Stored records =
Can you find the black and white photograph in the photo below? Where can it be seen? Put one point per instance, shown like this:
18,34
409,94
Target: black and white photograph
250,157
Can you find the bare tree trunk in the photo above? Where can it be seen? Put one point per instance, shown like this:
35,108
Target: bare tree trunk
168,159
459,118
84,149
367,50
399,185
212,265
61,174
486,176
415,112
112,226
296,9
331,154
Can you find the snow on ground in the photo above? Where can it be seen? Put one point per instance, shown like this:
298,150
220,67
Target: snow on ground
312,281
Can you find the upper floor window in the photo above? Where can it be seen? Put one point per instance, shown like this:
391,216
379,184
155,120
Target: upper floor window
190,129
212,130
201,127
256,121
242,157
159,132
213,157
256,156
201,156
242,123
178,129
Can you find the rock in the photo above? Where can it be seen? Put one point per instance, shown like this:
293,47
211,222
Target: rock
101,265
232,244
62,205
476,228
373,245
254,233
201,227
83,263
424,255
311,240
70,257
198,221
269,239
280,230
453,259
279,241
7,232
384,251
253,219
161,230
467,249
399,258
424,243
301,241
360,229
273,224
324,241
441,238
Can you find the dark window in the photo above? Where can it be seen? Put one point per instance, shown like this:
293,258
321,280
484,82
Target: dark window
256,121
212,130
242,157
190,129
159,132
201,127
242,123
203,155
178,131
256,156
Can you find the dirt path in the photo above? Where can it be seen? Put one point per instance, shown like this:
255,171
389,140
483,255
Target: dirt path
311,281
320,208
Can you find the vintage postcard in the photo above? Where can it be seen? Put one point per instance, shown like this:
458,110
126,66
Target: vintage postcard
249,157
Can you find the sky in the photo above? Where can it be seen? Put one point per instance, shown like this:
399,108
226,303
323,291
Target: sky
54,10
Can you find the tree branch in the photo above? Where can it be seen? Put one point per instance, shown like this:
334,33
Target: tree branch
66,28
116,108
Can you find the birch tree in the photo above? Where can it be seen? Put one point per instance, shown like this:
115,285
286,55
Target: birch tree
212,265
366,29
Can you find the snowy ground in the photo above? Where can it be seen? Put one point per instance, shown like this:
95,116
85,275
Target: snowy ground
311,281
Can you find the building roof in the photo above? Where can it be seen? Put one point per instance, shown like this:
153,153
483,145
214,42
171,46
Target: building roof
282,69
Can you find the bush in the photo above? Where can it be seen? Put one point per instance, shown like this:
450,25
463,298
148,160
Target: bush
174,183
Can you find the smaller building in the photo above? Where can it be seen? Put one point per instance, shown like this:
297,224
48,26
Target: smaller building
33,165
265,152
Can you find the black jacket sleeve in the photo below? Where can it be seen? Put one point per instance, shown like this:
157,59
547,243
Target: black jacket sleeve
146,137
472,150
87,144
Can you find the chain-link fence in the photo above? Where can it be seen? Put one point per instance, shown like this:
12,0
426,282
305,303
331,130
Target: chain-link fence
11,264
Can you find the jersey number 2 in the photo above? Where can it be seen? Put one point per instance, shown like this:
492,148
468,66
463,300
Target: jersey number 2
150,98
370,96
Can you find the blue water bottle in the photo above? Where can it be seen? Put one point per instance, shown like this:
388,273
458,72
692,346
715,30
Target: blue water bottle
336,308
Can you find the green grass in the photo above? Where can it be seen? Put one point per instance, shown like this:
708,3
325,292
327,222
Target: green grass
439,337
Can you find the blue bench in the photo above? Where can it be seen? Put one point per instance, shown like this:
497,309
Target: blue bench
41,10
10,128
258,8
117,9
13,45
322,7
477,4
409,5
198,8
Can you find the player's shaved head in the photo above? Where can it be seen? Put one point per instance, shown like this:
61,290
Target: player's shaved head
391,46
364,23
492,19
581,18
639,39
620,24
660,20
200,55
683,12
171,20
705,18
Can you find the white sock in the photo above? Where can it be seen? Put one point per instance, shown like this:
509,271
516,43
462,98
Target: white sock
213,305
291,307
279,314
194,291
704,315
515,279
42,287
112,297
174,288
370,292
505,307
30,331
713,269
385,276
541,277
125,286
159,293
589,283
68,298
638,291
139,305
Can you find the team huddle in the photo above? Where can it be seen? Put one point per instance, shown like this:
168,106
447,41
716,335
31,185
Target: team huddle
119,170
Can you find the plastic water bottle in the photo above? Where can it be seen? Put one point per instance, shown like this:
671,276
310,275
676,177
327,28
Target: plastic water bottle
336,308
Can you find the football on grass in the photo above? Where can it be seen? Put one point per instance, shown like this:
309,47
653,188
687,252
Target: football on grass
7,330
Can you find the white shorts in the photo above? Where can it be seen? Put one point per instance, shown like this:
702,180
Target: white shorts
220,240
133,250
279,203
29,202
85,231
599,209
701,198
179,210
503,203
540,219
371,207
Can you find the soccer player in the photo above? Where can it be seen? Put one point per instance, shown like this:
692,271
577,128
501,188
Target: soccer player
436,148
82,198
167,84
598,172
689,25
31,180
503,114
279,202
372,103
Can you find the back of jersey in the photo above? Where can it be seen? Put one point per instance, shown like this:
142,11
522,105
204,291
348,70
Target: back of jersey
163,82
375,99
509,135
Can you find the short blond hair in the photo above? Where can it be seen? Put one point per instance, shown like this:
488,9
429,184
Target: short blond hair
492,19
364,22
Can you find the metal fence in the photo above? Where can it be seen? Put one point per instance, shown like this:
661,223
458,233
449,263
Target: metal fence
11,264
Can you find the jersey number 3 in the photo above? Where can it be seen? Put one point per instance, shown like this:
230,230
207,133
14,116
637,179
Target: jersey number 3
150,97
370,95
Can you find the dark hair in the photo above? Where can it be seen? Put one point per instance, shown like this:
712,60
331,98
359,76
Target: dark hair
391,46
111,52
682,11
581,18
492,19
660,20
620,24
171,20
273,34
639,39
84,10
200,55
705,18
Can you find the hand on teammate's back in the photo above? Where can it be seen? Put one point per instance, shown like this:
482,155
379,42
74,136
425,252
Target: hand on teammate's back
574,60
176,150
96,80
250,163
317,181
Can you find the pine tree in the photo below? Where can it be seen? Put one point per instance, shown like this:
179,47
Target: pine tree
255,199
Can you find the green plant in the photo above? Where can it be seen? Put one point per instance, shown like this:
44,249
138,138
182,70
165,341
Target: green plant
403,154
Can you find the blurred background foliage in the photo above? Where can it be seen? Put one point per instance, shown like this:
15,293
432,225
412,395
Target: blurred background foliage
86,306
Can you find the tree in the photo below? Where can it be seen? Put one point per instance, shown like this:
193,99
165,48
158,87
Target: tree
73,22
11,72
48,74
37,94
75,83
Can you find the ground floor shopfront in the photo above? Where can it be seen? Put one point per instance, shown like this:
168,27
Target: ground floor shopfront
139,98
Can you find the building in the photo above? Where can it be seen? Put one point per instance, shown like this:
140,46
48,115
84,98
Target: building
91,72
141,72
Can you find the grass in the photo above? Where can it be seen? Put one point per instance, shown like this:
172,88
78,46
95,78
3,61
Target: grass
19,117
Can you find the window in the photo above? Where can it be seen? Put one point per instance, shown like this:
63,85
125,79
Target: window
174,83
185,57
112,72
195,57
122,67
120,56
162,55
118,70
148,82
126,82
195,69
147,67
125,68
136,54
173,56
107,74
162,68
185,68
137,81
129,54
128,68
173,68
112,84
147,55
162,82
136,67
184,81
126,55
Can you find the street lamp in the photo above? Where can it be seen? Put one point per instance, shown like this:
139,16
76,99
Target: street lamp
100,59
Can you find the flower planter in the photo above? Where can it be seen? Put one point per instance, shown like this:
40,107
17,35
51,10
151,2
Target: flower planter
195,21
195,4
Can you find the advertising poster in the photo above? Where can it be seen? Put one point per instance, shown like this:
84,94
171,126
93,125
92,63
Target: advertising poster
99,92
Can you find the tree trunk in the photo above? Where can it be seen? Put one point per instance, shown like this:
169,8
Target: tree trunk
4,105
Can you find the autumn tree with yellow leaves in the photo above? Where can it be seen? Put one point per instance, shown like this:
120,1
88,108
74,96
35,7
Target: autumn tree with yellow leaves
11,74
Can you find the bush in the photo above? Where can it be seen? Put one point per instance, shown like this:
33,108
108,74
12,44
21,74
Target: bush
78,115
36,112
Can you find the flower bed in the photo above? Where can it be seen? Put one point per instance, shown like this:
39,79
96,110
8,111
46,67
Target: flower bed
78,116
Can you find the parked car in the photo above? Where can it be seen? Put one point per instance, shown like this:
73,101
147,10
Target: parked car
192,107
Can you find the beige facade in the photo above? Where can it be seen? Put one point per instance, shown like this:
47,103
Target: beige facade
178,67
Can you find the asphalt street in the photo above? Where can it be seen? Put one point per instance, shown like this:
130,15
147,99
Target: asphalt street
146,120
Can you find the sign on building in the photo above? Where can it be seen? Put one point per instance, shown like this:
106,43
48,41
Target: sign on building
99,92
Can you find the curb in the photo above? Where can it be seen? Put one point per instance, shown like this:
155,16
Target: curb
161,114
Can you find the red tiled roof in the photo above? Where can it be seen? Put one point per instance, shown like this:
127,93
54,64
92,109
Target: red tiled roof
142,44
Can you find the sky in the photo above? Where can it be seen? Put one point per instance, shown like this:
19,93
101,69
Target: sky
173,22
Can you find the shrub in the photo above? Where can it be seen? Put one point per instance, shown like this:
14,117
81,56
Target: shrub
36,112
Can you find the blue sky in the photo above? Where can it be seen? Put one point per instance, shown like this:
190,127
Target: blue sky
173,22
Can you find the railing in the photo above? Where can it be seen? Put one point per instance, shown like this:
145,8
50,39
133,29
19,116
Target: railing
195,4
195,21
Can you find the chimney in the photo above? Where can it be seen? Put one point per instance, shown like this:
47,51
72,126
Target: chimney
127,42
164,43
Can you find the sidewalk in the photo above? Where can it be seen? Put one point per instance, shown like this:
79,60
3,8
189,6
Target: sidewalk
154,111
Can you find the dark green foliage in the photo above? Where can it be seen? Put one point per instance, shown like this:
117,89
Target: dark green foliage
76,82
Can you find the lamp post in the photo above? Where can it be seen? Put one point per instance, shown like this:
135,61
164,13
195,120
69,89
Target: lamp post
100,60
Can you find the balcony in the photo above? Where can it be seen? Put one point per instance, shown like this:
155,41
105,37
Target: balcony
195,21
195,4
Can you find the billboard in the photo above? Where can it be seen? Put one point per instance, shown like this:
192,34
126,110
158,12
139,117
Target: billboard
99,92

What the task requires = Please pull out the part of the listing that opens with the line containing "Can you find the lamp" and runs to the listing's final line, both included, and reproduce it word for word.

Exercise output =
Can you find the lamp post in the photo above? Where can it be seen? Put one point per instance, shown like this:
135,61
164,13
195,120
69,89
Target: lamp post
100,60
Can you find the balcony in the photo above? Where can it be seen? Put one point per instance, shown like this:
155,41
105,37
Target: balcony
195,21
195,4
Can you find the billboard in the photo above? Where can it be seen? Put one point per instance, shown like this:
192,34
126,110
158,12
139,117
Target: billboard
99,92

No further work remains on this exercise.